# WHAT THE TASK ASKS:
The records that follow are to be given again exactly, with their pictures omitted.

# INPUT:
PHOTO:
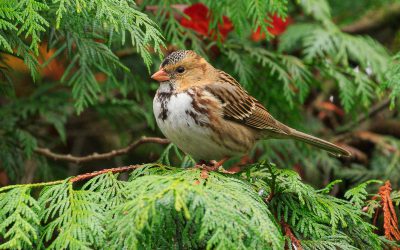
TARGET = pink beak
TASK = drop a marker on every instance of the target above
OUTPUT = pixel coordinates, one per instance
(160, 76)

# ANSWER AREA:
PHOTO:
TARGET = pink beak
TASK = drop a marker on every instance of the target above
OUTPUT = pixel coordinates, one per instance
(160, 76)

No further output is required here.